### AVAILABLE DATA ###

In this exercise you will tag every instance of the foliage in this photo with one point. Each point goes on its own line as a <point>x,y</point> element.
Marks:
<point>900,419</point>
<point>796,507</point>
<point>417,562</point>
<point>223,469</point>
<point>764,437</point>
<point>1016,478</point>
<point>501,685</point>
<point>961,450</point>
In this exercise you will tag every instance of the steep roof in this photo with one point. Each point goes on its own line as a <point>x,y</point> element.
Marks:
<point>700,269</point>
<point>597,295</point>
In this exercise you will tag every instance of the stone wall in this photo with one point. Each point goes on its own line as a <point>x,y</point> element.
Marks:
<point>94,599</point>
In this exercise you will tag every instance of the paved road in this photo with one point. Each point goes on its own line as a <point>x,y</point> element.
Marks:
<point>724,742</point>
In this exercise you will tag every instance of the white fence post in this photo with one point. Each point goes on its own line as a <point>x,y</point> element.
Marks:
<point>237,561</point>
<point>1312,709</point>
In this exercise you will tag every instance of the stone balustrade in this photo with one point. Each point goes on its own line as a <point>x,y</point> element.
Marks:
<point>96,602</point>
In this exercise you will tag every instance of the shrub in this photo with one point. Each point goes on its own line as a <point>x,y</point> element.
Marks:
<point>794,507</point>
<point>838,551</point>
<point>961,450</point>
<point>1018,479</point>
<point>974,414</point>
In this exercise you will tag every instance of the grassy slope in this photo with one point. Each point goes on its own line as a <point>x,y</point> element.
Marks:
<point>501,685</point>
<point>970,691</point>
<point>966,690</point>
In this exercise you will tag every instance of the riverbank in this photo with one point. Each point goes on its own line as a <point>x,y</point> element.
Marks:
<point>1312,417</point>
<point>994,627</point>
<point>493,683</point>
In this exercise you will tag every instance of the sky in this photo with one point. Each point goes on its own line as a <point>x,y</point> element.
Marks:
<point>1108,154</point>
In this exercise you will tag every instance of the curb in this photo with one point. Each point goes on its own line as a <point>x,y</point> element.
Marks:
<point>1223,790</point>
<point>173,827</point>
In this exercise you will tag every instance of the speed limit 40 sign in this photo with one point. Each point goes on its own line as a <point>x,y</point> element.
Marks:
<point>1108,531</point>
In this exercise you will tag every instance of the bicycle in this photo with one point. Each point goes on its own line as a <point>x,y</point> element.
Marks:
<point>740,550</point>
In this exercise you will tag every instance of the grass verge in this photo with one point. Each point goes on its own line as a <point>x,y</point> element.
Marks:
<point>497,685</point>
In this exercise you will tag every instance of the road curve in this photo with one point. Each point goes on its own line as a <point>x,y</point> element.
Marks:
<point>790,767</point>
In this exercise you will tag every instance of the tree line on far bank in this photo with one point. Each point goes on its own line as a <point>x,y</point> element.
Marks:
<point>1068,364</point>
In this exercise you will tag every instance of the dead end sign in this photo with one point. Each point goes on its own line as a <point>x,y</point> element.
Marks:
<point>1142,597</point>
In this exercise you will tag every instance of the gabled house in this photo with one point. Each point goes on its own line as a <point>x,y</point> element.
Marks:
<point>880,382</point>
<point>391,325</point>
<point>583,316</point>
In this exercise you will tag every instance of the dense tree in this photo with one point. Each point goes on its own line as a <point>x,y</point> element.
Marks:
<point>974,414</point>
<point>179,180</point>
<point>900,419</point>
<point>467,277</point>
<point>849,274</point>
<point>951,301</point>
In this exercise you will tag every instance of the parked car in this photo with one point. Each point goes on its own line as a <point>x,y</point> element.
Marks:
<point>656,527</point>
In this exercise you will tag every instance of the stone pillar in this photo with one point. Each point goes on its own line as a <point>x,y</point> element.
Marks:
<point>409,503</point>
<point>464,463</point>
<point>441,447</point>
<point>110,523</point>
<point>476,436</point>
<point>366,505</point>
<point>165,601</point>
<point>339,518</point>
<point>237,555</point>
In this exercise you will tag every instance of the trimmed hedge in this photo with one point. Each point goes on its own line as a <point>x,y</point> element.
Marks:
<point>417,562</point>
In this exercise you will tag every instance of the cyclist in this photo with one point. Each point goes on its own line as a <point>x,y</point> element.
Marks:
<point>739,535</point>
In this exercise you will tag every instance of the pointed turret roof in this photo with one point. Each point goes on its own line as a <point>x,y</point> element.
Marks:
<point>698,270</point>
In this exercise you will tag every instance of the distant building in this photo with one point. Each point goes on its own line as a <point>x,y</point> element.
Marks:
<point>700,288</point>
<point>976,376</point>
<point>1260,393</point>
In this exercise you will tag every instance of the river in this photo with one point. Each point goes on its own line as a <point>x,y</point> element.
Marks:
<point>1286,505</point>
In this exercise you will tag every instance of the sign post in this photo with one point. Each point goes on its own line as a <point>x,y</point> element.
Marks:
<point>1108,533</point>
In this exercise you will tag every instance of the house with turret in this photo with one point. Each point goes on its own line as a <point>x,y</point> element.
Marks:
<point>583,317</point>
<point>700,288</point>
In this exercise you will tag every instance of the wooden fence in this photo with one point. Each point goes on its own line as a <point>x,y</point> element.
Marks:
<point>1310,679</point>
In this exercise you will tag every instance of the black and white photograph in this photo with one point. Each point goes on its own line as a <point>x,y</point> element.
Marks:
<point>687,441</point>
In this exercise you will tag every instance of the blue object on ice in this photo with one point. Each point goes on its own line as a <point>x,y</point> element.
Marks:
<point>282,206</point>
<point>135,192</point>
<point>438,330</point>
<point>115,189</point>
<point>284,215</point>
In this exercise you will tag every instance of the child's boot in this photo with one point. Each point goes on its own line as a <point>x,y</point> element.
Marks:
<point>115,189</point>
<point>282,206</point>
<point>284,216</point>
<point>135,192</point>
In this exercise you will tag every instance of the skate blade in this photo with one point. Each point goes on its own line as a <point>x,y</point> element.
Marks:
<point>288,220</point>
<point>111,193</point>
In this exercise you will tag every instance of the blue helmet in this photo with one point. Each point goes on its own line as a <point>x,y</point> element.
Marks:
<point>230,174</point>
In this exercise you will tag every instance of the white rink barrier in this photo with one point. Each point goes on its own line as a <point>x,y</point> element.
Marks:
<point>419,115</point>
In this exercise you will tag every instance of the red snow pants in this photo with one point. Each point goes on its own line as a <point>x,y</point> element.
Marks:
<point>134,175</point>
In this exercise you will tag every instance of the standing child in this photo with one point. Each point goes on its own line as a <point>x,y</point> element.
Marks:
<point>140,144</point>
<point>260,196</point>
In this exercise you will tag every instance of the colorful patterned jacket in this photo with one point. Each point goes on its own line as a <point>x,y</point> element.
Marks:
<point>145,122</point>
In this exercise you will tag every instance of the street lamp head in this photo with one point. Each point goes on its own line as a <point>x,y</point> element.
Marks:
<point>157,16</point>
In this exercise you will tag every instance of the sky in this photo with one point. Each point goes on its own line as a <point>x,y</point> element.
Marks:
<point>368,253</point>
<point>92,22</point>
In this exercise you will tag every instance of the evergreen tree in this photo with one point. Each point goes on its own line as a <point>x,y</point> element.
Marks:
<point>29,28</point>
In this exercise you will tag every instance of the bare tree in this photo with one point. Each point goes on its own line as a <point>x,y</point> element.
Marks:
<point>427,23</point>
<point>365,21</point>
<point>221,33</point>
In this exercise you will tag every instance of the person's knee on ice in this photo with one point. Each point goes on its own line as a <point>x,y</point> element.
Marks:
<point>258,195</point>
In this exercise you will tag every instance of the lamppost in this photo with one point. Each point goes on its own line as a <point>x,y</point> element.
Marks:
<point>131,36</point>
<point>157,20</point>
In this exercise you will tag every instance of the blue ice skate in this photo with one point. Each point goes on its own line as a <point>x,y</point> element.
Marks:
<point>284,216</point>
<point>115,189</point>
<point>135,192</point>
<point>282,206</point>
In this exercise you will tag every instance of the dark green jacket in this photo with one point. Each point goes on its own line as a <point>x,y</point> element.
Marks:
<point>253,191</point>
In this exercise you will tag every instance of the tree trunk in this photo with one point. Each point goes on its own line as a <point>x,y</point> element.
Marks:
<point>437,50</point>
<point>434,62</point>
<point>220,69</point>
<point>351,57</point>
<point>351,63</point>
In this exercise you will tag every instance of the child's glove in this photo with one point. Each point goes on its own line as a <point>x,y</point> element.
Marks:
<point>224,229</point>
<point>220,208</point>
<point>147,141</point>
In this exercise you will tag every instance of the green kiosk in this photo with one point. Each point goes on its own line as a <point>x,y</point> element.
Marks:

###

* TRY IT: Counting only lines that contain the string "roof", say how many appear in the listing above, with the number as the entire reply.

* TASK RESULT: 2